To do: Copy out every line below that contains the word "wooden". Case counts, so only lines that match it letter for letter qualify.

* Begin Given data *

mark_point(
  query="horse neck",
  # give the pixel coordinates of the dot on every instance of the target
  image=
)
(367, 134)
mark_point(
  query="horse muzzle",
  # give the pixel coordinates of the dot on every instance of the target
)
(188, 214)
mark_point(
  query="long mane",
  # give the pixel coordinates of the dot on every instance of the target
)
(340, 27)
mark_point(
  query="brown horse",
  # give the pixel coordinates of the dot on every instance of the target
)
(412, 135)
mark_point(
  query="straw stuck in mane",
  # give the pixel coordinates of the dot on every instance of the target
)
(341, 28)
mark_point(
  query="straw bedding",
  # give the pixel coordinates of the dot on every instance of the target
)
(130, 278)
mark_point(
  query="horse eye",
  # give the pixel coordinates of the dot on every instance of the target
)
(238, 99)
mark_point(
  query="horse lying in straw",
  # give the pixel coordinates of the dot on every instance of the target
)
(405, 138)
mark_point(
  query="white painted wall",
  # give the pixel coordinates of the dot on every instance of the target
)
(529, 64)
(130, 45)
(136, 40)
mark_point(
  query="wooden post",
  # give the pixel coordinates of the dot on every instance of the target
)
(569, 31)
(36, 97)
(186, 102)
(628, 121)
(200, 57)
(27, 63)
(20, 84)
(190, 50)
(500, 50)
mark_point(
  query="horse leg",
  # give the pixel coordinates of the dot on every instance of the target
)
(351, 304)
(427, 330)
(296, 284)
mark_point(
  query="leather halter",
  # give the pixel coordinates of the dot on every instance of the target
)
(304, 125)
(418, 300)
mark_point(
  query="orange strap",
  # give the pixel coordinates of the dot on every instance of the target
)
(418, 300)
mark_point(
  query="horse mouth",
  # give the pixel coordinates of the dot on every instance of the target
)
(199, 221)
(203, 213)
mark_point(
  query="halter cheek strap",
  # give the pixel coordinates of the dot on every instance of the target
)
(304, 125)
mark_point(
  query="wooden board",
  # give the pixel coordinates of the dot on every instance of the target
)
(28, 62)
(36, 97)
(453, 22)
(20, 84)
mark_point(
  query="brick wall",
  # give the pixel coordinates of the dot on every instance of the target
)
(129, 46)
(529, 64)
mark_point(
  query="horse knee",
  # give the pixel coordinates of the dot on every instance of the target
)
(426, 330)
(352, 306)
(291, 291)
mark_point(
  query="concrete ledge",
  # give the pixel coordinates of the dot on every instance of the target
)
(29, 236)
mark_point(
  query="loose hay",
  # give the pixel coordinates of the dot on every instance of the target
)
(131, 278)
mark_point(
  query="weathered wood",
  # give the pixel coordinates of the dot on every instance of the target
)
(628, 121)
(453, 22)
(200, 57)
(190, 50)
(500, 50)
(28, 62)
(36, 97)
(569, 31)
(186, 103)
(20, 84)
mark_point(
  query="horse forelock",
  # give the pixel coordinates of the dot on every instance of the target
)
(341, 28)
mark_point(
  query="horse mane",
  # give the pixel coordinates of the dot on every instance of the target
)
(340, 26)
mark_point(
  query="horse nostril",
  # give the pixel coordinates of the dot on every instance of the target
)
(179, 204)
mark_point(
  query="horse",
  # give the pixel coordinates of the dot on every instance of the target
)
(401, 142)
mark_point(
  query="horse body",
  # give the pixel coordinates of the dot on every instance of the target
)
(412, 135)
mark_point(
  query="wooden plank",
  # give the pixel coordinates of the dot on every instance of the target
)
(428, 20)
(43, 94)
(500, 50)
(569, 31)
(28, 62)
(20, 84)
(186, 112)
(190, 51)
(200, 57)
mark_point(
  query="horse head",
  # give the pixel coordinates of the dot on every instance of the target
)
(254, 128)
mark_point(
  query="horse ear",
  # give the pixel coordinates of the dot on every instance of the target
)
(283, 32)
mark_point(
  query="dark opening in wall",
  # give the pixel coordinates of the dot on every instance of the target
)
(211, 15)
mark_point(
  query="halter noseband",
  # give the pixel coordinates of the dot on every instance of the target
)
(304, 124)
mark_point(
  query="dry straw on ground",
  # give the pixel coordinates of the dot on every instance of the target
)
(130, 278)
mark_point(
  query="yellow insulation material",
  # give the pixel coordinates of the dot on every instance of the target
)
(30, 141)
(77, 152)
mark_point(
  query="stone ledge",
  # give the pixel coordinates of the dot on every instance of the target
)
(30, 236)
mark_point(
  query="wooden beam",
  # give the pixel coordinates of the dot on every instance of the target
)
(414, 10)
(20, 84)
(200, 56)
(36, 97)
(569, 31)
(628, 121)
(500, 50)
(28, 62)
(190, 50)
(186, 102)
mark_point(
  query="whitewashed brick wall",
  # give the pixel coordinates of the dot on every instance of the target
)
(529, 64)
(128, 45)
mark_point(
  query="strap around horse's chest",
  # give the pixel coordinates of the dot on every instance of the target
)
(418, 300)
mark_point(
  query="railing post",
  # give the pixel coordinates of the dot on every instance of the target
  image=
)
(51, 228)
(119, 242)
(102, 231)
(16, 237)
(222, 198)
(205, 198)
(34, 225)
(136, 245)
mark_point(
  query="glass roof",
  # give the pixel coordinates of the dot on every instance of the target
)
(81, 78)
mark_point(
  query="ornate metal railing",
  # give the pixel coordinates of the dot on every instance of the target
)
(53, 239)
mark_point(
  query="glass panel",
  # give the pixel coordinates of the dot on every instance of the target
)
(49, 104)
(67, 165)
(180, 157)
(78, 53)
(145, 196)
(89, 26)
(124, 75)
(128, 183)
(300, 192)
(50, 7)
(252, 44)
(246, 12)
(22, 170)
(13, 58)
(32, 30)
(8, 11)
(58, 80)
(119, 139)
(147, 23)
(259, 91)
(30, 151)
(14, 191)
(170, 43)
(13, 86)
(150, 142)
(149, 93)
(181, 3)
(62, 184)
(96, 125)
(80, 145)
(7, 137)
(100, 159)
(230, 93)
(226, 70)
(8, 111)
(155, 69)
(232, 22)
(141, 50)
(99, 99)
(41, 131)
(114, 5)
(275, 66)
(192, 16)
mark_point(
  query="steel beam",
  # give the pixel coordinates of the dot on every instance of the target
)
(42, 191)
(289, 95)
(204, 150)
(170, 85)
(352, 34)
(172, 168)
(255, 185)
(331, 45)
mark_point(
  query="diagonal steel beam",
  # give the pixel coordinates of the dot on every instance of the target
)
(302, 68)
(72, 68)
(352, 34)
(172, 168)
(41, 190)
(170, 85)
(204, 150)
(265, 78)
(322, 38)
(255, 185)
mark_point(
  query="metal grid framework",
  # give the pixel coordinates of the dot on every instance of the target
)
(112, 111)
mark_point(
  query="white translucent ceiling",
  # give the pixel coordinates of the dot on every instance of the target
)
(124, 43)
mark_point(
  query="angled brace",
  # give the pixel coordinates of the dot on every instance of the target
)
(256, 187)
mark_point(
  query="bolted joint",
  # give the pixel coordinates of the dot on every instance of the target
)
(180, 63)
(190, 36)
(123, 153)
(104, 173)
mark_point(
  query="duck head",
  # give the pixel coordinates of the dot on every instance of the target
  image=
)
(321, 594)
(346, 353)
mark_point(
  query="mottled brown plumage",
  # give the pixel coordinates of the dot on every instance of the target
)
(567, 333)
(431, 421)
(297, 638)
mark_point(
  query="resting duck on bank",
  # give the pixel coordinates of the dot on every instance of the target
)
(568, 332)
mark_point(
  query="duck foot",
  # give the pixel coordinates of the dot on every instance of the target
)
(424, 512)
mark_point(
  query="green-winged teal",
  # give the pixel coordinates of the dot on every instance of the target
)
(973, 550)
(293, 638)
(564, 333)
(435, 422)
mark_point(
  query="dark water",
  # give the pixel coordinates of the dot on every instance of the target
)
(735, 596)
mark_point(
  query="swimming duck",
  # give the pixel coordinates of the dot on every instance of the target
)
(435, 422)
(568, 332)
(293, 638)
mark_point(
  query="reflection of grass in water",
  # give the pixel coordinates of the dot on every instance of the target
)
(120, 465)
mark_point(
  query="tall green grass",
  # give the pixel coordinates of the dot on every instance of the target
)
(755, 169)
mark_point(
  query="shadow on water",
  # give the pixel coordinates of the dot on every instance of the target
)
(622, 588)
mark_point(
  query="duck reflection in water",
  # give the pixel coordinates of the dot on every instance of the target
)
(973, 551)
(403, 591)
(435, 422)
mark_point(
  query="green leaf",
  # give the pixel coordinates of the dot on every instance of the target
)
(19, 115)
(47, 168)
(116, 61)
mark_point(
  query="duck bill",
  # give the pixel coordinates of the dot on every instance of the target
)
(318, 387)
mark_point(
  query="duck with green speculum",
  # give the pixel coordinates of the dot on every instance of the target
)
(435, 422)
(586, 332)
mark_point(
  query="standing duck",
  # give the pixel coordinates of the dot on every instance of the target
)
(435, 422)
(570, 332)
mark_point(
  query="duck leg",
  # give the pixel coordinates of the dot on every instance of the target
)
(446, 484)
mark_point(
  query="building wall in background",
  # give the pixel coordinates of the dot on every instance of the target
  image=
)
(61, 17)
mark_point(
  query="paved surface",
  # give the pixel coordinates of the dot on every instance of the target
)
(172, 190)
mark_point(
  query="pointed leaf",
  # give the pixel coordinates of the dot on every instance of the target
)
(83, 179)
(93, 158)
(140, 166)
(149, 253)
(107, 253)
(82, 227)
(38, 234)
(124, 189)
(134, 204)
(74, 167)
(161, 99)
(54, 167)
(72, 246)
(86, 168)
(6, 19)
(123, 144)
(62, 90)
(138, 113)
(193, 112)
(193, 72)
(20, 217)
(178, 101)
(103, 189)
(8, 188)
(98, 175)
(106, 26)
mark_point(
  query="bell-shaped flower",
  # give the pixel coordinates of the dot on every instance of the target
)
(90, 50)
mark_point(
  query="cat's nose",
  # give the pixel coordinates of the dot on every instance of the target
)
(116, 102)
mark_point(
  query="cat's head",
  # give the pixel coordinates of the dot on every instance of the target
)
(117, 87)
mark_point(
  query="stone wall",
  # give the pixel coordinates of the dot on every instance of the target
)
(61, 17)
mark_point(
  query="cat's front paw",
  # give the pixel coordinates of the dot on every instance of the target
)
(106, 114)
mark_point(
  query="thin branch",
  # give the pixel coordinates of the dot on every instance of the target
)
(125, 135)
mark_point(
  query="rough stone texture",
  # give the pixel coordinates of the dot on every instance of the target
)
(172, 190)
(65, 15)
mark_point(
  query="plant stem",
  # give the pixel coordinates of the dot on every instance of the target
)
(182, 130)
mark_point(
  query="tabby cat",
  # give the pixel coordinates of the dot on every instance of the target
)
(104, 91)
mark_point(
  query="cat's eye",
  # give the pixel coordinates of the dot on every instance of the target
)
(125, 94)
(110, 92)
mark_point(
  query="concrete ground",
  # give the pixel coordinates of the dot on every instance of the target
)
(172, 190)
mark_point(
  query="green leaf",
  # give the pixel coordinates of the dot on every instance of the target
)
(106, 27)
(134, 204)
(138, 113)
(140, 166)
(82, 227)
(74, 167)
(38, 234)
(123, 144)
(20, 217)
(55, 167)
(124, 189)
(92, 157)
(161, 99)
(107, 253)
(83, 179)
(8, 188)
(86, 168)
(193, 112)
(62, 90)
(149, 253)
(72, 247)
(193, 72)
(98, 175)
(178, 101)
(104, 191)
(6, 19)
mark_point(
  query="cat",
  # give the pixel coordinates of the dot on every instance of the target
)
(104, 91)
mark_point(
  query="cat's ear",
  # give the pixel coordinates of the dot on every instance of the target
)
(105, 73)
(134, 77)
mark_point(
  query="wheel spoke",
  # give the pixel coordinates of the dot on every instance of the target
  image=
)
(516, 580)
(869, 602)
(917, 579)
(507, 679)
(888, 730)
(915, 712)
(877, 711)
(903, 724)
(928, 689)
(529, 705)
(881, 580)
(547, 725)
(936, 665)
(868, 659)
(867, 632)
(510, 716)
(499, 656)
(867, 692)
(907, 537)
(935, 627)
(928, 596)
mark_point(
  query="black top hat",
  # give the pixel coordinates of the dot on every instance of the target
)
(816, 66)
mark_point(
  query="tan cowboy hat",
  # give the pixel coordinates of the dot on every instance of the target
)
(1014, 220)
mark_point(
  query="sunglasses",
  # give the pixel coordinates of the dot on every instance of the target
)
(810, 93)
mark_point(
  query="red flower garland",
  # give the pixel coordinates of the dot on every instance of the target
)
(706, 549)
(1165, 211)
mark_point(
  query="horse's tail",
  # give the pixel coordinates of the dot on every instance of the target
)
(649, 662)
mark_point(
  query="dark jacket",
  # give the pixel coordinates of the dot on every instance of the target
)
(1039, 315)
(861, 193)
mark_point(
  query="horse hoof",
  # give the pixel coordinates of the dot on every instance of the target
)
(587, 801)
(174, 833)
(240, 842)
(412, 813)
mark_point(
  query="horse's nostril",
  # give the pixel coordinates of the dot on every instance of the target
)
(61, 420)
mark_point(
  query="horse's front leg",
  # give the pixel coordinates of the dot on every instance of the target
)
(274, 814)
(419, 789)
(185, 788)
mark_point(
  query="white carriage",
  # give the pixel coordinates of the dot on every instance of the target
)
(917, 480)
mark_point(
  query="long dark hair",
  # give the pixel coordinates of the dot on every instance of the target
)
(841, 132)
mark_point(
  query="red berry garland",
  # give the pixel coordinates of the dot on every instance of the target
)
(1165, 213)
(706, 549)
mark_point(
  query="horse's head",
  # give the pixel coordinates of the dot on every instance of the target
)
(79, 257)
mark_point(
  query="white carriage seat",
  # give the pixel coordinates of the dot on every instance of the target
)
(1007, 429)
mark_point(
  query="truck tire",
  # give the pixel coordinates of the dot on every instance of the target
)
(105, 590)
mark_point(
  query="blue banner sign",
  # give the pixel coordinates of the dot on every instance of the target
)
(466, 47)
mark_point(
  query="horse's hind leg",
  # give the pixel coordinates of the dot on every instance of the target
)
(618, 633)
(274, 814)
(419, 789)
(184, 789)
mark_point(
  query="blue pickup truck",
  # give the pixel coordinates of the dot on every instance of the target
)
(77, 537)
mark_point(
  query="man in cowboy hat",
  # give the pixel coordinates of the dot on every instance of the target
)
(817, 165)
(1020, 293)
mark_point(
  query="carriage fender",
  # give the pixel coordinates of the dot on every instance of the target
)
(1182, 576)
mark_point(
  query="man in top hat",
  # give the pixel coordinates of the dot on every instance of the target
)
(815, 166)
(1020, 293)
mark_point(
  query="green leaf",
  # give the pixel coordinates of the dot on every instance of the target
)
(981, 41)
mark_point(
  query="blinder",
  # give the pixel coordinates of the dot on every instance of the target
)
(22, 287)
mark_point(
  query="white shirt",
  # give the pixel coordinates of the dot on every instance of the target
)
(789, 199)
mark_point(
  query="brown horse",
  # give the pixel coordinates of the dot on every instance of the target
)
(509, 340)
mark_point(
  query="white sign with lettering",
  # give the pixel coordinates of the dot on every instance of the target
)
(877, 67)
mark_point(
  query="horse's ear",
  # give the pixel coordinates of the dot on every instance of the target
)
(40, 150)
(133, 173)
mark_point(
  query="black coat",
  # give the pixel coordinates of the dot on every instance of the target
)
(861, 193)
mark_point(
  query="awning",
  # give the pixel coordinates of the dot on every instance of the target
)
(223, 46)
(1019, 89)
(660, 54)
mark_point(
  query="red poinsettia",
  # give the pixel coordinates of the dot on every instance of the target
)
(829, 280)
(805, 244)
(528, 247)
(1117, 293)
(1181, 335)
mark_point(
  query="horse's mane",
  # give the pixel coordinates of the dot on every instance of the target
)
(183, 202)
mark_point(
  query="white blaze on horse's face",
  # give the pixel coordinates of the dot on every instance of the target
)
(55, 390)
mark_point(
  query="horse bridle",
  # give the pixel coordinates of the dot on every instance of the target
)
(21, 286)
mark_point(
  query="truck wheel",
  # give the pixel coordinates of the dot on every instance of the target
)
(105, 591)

* End Given data *

Full response:
  query="wooden post",
  query="wooden board",
  query="wooden plank",
  query="wooden beam",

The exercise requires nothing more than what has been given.